### PROMPT:
Transcribe the stretch of entries from the line that contains "Point out the dry" through the line that contains "<point>295,52</point>", keeping every line unchanged and including both end lines.

### DATA RECORDS:
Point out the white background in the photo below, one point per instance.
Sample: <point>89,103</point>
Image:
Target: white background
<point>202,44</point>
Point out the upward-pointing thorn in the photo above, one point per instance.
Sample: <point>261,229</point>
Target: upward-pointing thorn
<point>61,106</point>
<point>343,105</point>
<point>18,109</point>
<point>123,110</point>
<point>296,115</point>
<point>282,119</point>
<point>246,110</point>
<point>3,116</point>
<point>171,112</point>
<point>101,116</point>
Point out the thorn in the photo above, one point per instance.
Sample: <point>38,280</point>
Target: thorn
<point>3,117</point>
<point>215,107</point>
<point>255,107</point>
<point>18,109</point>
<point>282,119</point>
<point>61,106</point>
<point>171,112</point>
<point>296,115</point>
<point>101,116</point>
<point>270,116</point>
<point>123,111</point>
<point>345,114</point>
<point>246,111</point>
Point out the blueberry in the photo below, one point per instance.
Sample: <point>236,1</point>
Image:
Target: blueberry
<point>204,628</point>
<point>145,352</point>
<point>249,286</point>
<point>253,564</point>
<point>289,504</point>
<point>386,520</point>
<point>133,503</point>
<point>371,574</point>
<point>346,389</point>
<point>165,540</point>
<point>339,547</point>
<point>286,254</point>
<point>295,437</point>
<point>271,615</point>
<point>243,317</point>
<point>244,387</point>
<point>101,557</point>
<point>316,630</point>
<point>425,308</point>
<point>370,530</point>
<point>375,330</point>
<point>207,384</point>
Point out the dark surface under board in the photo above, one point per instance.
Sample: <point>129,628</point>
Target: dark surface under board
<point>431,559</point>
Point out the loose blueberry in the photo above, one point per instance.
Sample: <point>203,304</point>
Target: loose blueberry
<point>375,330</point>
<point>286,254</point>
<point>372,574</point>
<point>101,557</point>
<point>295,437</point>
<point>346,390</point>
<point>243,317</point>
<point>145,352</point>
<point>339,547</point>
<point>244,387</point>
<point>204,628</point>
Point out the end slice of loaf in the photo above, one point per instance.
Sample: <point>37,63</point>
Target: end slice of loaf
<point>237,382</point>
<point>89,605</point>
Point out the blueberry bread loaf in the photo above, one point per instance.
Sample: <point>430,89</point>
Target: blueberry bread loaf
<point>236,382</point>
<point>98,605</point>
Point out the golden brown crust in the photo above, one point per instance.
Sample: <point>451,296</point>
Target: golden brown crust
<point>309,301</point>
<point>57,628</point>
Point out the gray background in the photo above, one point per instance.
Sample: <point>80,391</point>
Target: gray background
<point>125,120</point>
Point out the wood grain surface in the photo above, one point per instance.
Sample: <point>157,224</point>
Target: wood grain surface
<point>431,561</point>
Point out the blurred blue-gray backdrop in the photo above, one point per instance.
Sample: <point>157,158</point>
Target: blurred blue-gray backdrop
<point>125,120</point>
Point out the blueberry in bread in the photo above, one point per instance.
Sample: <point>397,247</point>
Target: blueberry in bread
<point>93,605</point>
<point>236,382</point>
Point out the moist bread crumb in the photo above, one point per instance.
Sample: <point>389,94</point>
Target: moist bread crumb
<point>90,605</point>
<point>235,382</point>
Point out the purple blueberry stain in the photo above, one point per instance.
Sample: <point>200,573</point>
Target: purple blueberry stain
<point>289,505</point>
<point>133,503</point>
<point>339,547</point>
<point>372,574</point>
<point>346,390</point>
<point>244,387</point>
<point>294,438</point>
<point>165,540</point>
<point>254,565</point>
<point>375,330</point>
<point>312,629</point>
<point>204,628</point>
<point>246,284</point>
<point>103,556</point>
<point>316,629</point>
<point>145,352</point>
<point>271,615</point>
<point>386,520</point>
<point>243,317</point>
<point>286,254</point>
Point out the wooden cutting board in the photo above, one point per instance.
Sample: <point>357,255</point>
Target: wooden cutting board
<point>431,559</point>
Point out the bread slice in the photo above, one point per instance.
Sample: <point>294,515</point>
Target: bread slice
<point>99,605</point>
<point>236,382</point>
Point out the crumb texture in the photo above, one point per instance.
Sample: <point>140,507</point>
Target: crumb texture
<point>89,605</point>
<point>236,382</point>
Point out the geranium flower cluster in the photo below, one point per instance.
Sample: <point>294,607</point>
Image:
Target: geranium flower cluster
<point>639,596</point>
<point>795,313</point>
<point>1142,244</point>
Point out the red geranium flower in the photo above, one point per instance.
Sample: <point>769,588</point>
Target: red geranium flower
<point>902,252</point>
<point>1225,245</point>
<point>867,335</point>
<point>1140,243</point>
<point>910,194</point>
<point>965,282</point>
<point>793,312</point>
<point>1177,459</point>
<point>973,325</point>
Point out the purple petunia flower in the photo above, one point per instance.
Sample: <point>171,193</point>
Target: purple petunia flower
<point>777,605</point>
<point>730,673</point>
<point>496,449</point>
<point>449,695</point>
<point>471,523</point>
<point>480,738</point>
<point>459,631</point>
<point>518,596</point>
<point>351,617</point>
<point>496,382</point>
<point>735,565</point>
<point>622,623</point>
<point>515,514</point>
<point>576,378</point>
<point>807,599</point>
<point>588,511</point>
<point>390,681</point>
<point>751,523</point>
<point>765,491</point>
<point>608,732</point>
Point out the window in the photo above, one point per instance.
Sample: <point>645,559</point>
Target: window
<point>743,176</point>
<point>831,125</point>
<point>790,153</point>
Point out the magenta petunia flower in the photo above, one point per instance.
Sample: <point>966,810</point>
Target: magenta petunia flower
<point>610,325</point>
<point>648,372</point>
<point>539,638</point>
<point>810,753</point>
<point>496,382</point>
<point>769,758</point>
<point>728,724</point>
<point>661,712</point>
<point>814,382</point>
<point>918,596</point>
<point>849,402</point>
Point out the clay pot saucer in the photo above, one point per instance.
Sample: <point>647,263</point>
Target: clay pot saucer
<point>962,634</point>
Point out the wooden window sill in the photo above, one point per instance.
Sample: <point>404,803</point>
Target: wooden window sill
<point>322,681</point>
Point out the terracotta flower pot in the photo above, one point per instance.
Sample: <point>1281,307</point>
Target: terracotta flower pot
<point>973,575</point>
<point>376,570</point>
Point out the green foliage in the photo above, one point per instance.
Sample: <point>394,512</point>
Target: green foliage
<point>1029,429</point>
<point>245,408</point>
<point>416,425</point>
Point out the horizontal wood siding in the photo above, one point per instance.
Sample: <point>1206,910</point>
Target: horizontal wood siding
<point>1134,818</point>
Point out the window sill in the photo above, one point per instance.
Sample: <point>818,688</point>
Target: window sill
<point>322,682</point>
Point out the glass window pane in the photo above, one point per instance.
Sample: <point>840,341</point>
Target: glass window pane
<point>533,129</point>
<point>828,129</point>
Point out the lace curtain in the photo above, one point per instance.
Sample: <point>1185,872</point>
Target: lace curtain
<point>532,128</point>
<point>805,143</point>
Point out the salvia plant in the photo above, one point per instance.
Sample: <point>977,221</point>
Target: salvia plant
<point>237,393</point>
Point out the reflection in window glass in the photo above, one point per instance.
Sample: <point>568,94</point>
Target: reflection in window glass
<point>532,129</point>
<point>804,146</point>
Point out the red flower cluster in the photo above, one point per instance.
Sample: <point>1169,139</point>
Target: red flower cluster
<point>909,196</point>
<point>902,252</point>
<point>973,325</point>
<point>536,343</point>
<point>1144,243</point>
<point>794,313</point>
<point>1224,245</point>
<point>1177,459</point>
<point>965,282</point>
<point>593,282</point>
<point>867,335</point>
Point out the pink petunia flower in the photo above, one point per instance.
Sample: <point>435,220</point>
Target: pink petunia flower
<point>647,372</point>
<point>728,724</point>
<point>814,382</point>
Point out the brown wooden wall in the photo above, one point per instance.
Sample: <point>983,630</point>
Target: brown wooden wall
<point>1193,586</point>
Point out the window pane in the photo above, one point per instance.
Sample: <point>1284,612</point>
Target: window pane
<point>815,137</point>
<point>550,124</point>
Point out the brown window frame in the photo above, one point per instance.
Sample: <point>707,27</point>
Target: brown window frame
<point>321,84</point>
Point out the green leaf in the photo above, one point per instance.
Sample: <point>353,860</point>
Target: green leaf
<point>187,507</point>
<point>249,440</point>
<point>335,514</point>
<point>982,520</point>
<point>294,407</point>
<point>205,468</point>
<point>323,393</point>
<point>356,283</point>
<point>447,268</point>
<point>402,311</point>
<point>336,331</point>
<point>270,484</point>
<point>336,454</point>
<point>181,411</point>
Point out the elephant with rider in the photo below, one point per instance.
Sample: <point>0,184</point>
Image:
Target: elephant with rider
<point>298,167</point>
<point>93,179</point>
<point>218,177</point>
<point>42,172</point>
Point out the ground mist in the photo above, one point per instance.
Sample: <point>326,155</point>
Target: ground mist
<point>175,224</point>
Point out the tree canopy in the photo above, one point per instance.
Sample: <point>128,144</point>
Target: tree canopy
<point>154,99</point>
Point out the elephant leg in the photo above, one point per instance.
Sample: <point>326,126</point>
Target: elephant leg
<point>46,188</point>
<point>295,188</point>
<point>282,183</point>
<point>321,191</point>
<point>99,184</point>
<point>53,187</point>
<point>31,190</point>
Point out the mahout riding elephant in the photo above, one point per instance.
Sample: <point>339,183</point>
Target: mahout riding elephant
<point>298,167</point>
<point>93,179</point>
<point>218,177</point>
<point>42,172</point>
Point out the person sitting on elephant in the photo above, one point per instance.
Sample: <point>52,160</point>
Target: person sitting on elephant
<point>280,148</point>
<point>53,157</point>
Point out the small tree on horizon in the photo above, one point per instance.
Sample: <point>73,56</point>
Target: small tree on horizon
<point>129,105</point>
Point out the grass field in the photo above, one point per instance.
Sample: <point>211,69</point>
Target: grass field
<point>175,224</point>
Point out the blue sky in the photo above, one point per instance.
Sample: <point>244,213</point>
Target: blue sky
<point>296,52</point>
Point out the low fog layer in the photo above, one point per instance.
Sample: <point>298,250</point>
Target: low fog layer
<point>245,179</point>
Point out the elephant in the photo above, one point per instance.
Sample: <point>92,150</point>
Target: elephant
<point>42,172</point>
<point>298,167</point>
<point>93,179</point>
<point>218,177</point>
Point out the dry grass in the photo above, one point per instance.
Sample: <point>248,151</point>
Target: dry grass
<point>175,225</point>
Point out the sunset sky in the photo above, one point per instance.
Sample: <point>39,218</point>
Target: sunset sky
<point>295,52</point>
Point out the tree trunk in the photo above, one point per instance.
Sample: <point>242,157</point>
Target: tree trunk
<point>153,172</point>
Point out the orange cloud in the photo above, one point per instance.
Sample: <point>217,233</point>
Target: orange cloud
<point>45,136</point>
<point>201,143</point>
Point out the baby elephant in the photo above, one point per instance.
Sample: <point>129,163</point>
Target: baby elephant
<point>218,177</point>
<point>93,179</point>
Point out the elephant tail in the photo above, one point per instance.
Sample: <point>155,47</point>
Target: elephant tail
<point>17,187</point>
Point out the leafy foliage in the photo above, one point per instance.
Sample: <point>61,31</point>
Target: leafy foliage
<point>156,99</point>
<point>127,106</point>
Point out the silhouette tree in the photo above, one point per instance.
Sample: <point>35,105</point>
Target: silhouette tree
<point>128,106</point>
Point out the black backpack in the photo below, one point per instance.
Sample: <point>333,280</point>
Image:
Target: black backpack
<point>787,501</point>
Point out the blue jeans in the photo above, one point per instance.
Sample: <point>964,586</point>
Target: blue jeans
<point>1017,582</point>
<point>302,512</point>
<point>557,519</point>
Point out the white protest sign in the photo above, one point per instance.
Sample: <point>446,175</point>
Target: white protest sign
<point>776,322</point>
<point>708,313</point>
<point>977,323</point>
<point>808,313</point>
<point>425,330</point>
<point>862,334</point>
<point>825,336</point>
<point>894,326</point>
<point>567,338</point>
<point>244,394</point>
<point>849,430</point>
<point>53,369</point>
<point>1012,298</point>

### THE ANSWER:
Point out the dry grass in the photo above, one point per instance.
Sample: <point>248,151</point>
Target: dry grass
<point>175,225</point>
Point out the sunset sky in the photo above, one point per instance.
Sample: <point>39,218</point>
Target: sunset sky
<point>295,52</point>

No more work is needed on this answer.